- WORK TO BE COMPLETED -
Turn the lines from the one containing "Outline every instance of the white" through the one containing "[[[221,141],[231,148],[244,148],[247,140],[247,126],[223,116]]]", inclusive, into a numbered list, and leave out any blank lines.

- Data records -
□ □ □ □ □ □ □

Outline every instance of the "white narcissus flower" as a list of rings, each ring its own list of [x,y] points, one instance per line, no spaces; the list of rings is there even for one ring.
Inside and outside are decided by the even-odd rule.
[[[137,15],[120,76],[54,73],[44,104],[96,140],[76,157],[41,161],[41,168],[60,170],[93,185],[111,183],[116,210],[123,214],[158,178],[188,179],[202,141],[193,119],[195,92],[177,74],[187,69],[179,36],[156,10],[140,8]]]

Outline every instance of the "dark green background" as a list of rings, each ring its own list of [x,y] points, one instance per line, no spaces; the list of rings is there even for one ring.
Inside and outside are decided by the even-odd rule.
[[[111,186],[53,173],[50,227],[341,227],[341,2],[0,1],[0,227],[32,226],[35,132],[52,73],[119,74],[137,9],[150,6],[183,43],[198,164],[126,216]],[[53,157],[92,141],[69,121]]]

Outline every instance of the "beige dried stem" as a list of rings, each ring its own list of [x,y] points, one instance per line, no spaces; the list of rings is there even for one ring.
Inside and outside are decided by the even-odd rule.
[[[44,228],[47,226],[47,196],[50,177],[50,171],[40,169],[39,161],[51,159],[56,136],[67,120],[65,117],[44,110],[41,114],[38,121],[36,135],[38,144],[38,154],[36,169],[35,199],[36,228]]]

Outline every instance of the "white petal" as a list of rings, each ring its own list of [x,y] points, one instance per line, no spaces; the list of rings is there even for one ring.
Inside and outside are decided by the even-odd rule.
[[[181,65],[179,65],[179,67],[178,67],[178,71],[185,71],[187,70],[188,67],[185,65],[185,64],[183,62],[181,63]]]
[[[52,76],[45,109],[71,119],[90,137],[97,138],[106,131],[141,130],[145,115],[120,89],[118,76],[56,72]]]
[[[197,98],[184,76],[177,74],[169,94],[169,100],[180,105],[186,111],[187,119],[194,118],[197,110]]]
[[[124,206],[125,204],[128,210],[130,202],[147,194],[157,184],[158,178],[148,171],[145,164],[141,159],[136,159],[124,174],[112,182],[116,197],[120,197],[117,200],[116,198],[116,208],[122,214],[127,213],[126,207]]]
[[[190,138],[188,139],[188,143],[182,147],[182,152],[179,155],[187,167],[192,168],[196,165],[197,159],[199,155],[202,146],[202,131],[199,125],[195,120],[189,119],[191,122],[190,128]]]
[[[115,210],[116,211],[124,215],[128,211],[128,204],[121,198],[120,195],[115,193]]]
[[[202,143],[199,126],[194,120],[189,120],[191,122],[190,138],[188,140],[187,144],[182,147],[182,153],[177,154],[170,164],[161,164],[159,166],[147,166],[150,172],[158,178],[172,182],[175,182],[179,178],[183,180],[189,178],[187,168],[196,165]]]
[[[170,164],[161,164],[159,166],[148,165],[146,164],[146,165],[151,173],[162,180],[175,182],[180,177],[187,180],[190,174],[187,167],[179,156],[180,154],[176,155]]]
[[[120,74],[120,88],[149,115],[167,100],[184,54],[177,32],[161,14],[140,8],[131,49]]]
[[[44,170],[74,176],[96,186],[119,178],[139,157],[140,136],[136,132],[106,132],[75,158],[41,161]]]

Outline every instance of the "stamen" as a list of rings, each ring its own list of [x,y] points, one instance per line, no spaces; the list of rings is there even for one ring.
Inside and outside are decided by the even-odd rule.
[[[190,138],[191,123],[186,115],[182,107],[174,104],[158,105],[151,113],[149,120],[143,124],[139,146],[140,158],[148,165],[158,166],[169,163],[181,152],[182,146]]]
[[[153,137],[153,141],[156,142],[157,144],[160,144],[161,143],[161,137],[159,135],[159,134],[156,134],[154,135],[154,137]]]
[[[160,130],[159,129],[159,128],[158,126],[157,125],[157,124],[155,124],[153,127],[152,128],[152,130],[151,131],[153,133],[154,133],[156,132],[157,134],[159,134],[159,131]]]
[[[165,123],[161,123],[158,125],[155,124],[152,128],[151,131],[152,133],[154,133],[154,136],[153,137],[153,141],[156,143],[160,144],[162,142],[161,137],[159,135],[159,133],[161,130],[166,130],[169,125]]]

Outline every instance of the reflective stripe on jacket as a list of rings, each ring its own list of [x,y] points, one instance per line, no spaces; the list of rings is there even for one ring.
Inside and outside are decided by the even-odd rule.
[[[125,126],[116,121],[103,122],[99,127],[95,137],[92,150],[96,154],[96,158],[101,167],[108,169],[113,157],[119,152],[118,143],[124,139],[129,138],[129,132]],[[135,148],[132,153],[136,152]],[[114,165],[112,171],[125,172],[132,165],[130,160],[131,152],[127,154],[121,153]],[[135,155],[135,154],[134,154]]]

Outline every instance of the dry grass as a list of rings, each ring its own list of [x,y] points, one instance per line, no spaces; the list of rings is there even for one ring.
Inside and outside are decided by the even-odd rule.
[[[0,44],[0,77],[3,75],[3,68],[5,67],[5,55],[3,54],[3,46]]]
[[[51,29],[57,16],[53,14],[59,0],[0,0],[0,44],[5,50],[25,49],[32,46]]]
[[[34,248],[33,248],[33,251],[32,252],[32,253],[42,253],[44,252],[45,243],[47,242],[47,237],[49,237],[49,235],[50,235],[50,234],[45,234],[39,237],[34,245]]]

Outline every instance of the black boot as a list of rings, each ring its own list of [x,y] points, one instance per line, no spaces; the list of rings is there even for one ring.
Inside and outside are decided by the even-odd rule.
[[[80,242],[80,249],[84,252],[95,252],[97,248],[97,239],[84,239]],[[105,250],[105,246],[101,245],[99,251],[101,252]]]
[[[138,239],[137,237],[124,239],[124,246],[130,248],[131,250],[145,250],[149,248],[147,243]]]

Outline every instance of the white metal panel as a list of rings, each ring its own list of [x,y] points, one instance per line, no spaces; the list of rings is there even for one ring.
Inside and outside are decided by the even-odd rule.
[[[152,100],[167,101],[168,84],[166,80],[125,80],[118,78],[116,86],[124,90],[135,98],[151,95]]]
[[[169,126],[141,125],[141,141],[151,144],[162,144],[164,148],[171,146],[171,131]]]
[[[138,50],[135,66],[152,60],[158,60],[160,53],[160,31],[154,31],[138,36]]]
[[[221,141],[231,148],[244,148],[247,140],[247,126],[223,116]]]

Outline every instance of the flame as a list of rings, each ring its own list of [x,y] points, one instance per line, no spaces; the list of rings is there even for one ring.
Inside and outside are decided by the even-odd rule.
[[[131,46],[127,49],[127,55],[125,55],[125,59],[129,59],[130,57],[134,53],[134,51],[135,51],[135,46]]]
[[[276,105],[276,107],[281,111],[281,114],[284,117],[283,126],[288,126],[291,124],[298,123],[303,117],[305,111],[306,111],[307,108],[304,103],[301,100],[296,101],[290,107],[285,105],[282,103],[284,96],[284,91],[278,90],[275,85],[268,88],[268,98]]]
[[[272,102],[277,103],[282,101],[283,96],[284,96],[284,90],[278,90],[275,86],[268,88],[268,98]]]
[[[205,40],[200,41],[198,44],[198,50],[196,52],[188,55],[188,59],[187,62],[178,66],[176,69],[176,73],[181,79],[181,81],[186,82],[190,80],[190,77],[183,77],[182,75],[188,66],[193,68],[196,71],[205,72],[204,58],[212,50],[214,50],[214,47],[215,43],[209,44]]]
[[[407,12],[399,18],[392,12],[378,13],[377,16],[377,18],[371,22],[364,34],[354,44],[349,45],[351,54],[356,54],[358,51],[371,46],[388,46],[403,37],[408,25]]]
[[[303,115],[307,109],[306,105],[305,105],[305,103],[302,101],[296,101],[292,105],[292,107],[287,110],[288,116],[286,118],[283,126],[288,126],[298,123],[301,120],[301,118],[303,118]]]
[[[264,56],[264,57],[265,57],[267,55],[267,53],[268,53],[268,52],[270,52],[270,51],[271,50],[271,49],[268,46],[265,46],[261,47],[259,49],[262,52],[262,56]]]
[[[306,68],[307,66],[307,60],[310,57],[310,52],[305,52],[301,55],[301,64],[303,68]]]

□ □ □ □ □ □ □

- THE ANSWER -
1. Outline every instance of the white metal panel as a list of rings, each ring its own list of [x,y] points, one instance per line, no spaces; the list of rings is there even for one ring.
2. Inside and outside are decided by the even-odd rule.
3. [[[152,100],[167,101],[168,84],[166,80],[125,80],[118,78],[116,86],[124,90],[135,98],[151,95]]]
4. [[[169,126],[141,125],[141,141],[151,144],[162,144],[164,148],[171,146],[171,131]]]
5. [[[138,50],[135,66],[152,60],[158,60],[160,53],[160,31],[154,31],[138,36]]]
6. [[[221,141],[231,148],[244,148],[247,140],[247,126],[223,116]]]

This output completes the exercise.